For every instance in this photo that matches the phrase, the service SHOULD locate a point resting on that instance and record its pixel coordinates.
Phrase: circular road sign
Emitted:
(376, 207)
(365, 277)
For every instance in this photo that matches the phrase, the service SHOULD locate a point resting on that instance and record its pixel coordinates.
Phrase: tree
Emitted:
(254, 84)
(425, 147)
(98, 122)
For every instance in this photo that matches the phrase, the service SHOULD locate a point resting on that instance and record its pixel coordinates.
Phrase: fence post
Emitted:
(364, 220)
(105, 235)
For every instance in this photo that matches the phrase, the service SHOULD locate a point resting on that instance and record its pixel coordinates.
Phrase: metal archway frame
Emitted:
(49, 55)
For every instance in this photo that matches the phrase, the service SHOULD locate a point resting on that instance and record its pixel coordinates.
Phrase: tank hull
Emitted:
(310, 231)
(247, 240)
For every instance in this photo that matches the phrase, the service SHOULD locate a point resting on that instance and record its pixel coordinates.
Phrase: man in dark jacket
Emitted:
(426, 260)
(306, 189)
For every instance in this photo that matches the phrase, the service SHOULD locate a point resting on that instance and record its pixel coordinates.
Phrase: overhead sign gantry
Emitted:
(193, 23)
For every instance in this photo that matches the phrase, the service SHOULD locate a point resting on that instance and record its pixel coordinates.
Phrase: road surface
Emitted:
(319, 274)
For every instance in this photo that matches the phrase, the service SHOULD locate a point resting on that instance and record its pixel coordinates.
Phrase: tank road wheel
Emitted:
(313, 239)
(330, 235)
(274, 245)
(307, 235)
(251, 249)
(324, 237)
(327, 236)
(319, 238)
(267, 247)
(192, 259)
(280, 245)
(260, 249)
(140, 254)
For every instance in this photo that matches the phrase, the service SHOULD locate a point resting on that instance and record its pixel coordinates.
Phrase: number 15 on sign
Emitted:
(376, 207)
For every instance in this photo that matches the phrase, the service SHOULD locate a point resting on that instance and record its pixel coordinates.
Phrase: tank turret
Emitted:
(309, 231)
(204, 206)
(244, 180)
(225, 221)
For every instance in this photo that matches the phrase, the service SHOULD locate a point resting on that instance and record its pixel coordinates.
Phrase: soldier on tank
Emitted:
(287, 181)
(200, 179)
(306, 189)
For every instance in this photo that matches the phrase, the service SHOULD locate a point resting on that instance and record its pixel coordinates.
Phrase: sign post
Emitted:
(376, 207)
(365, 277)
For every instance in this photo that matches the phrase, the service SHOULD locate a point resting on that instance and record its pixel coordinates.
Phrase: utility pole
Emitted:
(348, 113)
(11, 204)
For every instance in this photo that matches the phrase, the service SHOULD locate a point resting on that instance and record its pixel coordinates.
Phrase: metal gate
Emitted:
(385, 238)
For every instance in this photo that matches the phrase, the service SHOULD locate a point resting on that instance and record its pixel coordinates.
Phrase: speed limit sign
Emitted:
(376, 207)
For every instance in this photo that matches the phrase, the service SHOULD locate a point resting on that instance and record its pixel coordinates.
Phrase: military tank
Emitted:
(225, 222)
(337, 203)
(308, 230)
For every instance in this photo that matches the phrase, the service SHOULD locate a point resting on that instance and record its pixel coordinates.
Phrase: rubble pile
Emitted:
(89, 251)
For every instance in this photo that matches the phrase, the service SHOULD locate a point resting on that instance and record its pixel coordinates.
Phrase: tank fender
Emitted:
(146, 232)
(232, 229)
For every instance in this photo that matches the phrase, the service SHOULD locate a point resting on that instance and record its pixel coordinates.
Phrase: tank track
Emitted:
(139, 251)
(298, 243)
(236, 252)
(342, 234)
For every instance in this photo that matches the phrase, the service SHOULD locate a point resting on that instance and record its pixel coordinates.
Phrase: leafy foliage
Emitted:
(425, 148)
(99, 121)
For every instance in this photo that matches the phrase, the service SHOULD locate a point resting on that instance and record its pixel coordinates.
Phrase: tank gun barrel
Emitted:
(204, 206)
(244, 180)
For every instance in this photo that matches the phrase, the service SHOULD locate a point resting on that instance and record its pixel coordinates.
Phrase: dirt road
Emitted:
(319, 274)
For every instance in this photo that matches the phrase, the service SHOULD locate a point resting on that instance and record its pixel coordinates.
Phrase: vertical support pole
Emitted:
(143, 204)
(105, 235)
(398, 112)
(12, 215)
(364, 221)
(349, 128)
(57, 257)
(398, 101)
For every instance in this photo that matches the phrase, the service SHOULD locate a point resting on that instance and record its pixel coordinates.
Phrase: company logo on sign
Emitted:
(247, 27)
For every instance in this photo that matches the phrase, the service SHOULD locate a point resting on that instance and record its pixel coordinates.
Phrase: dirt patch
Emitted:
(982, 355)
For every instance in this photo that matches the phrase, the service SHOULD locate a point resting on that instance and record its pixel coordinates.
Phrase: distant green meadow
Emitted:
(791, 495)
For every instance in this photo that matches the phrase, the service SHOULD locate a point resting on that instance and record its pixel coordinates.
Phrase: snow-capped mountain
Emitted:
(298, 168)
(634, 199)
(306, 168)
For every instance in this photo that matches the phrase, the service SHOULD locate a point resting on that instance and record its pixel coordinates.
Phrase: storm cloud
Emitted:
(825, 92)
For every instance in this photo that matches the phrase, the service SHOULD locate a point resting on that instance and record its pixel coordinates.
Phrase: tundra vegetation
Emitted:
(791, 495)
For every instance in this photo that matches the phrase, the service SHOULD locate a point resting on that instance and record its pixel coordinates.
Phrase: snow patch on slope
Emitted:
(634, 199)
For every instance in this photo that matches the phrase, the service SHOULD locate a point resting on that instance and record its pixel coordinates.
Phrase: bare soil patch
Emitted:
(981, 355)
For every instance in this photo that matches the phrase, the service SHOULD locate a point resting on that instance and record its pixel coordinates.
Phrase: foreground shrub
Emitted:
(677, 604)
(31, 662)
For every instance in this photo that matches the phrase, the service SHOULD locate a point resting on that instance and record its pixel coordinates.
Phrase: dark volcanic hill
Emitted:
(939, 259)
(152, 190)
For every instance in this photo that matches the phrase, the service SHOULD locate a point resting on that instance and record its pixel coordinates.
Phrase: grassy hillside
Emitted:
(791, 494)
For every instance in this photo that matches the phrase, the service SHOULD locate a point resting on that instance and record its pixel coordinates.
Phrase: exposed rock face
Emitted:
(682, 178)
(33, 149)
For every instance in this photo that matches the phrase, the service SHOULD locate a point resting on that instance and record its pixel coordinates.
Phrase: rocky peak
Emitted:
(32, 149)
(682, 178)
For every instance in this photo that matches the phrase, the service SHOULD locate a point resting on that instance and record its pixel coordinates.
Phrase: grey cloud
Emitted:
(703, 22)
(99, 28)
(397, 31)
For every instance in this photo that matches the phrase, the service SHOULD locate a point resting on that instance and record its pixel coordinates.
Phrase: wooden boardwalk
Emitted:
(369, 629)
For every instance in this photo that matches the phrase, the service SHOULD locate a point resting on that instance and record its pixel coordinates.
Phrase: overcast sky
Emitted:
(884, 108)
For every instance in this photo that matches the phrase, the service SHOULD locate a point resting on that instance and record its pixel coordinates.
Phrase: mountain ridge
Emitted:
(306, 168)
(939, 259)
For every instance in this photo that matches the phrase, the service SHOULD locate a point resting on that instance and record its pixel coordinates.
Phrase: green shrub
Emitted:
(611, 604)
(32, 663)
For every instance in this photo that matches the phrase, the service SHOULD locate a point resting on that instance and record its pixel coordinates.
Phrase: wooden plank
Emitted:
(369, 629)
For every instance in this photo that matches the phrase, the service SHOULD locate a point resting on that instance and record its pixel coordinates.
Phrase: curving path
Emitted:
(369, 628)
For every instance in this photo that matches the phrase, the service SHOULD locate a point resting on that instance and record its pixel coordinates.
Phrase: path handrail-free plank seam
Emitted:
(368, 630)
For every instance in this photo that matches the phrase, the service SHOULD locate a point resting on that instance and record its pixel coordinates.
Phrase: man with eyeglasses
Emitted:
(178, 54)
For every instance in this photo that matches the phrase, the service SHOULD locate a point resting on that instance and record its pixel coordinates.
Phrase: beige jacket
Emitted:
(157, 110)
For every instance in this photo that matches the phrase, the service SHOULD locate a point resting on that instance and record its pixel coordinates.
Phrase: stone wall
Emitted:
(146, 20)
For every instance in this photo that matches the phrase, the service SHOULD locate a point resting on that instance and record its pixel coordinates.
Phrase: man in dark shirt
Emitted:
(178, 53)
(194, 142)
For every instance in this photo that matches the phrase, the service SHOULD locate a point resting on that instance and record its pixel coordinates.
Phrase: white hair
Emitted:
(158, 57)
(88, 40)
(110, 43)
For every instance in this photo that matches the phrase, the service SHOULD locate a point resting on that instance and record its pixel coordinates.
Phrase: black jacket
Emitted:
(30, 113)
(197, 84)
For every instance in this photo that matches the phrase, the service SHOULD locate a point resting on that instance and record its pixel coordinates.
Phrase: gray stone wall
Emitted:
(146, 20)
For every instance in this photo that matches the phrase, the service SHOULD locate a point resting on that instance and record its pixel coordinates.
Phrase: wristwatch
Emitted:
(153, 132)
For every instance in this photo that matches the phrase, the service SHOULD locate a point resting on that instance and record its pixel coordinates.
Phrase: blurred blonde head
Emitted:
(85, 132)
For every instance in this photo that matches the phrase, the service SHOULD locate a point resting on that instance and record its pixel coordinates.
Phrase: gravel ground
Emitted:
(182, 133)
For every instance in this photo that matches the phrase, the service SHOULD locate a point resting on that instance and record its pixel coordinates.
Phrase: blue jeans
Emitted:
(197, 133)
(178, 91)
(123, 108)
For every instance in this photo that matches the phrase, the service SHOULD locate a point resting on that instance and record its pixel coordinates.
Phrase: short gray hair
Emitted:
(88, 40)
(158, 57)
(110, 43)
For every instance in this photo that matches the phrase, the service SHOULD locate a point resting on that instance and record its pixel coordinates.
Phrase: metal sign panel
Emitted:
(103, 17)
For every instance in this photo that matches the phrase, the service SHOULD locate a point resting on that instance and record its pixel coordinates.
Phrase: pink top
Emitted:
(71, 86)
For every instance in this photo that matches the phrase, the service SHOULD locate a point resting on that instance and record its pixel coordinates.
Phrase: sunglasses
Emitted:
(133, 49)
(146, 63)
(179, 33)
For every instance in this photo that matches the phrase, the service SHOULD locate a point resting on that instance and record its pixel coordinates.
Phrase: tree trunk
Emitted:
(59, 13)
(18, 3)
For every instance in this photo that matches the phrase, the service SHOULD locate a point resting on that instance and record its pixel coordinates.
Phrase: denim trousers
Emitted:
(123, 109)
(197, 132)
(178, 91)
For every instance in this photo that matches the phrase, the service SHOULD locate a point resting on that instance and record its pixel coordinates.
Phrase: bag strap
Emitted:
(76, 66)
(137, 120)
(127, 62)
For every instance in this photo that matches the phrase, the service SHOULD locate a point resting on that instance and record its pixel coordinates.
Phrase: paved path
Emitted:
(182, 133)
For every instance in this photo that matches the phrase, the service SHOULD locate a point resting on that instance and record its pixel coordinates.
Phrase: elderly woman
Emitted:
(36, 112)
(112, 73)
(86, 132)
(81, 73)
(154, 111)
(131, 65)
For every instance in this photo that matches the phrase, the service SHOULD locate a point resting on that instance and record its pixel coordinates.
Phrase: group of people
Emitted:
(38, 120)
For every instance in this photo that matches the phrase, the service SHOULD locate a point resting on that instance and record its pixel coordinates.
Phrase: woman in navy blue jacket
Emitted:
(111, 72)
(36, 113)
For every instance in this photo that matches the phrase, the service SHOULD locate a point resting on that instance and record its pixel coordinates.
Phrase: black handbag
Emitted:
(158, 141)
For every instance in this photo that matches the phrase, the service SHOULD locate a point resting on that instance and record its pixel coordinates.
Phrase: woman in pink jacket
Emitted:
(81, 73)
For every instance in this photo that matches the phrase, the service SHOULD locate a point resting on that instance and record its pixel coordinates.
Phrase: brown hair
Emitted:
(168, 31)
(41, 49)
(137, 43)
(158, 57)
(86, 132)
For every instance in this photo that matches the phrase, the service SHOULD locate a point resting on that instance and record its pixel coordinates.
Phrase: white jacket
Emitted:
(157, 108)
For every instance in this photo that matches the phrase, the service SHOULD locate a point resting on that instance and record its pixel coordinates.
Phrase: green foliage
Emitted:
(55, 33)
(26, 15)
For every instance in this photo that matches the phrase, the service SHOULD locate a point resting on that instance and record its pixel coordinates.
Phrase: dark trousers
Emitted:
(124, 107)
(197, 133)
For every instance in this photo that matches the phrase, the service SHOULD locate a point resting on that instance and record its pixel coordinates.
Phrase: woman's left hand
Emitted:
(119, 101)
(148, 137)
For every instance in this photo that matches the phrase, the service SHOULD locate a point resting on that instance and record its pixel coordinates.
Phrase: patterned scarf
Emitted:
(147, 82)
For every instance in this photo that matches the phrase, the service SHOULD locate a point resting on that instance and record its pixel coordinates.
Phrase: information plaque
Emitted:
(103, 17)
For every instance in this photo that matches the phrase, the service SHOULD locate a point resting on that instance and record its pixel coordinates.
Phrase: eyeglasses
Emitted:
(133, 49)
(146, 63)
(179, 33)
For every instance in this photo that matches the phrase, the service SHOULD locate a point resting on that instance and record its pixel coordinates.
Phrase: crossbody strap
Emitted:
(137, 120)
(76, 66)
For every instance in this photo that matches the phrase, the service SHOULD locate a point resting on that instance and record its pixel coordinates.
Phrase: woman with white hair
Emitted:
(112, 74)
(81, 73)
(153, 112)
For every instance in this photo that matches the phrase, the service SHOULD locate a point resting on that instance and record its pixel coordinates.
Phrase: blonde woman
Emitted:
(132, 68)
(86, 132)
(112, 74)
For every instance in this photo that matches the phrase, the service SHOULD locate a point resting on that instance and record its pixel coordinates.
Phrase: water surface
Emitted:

----------

▶ _WAT NODIG IS_: Op hoeveel regels van het overzicht hierboven komt de tekenreeks "cloud" voor? Noem alleen het aantal.

▶ _VOLLEDIGE UITVOER_: 2